## What is asked:
Could you rewrite only the lines from the one containing "Can you spot the mossy" through the one containing "x=540, y=130" in the records, keeping the requests, and scale each coordinate in the answers by 1.3, rounding to whole numbers with halves going up?

Entries drawn from a collection:
######

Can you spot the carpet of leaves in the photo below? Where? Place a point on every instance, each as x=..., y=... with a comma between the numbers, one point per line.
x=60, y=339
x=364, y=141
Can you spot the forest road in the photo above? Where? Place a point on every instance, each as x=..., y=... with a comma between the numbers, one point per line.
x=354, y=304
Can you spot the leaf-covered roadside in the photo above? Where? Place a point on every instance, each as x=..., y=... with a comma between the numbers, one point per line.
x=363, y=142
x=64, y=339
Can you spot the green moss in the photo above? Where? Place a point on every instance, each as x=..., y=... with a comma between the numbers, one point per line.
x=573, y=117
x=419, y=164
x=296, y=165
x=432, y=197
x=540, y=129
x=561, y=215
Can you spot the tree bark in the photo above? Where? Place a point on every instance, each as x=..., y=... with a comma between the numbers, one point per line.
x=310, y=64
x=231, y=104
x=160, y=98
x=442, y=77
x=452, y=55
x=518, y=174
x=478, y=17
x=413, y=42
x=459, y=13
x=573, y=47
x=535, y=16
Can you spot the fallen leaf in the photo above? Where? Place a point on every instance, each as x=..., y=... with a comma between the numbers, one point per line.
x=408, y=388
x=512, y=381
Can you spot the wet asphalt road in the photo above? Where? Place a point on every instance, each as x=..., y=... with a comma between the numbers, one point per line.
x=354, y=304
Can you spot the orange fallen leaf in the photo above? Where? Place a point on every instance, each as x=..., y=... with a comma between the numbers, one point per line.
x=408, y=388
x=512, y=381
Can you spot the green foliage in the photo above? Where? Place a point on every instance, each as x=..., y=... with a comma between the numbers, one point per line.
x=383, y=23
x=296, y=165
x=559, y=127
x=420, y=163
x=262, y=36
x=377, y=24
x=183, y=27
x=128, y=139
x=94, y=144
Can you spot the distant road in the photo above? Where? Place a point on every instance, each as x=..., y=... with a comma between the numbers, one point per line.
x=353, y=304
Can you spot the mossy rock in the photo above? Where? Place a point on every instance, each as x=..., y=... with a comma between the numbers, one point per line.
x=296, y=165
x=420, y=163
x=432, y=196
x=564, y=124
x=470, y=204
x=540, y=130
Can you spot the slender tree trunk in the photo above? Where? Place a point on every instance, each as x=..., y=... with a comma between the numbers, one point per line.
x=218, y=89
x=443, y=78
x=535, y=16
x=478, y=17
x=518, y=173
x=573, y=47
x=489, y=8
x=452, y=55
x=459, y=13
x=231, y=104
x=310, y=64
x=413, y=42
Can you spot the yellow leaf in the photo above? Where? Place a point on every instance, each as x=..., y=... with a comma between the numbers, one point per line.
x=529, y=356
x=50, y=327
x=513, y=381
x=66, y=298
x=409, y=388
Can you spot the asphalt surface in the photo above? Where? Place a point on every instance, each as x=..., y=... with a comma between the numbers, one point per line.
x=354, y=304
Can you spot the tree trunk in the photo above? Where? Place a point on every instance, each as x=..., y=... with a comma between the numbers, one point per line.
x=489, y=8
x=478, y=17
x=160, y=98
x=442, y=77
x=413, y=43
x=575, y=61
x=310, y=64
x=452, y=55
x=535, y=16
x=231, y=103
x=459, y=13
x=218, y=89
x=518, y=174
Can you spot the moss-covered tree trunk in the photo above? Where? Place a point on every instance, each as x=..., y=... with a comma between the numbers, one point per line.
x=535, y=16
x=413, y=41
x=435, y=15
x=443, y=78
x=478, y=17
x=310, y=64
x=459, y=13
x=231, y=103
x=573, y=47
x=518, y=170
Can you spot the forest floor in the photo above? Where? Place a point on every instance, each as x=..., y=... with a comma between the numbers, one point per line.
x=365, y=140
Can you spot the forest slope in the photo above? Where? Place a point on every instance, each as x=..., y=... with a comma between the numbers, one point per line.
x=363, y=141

######

## Exercise result:
Can you spot the mossy rock in the photo above? Where? Place a point on every instance, each as x=..., y=... with a comma between the numbers, one point per line.
x=385, y=215
x=546, y=212
x=562, y=255
x=733, y=161
x=611, y=265
x=702, y=169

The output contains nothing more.